++++ Trecho de origem
Embora a função social da produtividade seja, hoje, mandamento constitucional, ainda se observa nos julgados jurisprudenciais a preservação cega do direito privatista. Para Duguit “A propriedade privada é protegida pelo Direito, mas ela não é um Direito, é uma coisa. Uma realidade econômica e não uma realidade jurídica” ( DUGUIT, p. 49, 2001).
Modernamente necessário é subordinar o direito de propriedade a utilidade pública, pois, as desapropriações por interesse sociais resultam do conceito de função social da propriedade, como bem preceitua o artigo 184 da Carta Democrática.
Neste diapasão, observa- se que nem os preconceitos constitucionais, tão pouco o Estatuto da Terra, são respeitados pelos administradores brasileiros. Distorcem o artigo 176, da Constituição Federal, primando pelo desenvolvimento econômico, optam pela propriedade privada em espécie de latifúndio. Esse conceito de desenvolvimento econômico vem provocando na América Latina, em especial no Brasil, distorções que explicam o surto crescente da pobreza, a concentração de renda as disparidades entre ricos e pobres nunca estiveram tão explicitas quando na atualidade; tudo isso tem origem em nosso passado histórico e na falta de vontade política.
++++++++
++++ Dados
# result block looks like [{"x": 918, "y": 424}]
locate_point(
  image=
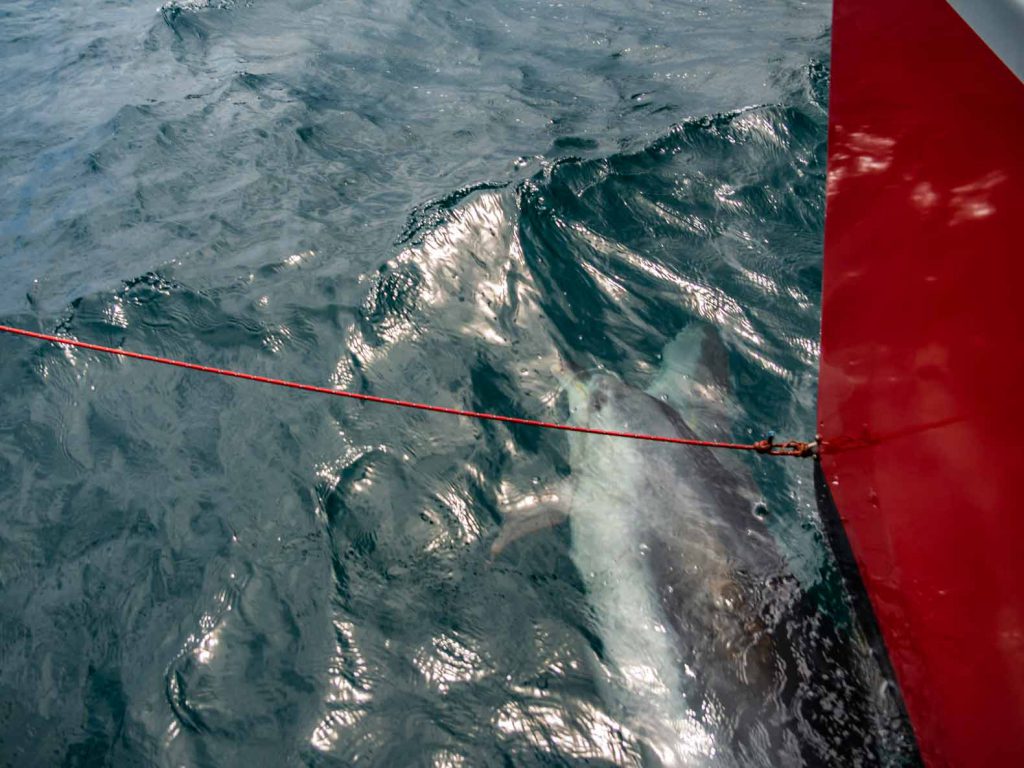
++++++++
No trecho sobre a função social da propriedade, reescreva a parte que vai de "Embora a função" até "p. 49, 2001).", inclusive, substituindo "realidade econômica" por "realidade social". Os dados provêm de outra fonte.

• **Solução do problema**:
Embora a função social da produtividade seja, hoje, mandamento constitucional, ainda se observa nos julgados jurisprudenciais a preservação cega do direito privatista. Para Duguit “A propriedade privada é protegida pelo Direito, mas ela não é um Direito, é uma coisa. Uma realidade social e não uma realidade jurídica” ( DUGUIT, p. 49, 2001).